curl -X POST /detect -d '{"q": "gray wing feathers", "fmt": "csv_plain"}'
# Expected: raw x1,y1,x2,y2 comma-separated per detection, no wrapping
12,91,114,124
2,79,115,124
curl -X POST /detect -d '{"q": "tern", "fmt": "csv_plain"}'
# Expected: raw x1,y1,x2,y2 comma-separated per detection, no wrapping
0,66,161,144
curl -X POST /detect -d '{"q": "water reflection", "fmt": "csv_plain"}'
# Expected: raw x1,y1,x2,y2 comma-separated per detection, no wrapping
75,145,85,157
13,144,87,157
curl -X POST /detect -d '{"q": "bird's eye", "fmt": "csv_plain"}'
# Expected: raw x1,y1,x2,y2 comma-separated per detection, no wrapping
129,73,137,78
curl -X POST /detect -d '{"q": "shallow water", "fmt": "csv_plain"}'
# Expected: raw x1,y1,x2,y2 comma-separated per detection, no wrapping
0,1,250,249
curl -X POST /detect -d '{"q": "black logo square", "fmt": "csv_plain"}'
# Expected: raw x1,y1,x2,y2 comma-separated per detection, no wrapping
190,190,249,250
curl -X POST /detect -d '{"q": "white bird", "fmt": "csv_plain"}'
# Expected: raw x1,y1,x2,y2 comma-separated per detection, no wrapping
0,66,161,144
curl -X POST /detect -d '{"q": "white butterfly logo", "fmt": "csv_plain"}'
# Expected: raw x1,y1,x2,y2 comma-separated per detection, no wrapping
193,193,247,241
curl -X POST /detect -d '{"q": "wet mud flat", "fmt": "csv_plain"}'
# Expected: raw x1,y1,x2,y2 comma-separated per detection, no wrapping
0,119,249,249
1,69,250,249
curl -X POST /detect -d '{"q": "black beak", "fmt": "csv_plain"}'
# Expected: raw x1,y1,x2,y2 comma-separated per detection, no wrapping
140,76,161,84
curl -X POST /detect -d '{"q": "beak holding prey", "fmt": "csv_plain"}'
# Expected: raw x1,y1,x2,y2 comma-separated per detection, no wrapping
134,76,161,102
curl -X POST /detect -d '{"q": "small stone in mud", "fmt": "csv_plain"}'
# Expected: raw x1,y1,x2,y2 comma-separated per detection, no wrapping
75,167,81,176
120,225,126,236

──────────────────────────────

→ **WORK TASK**
If a line in the entries above contains "bird", include it in the count, then report only the total.

→ **SOLUTION TO THIS TASK**
2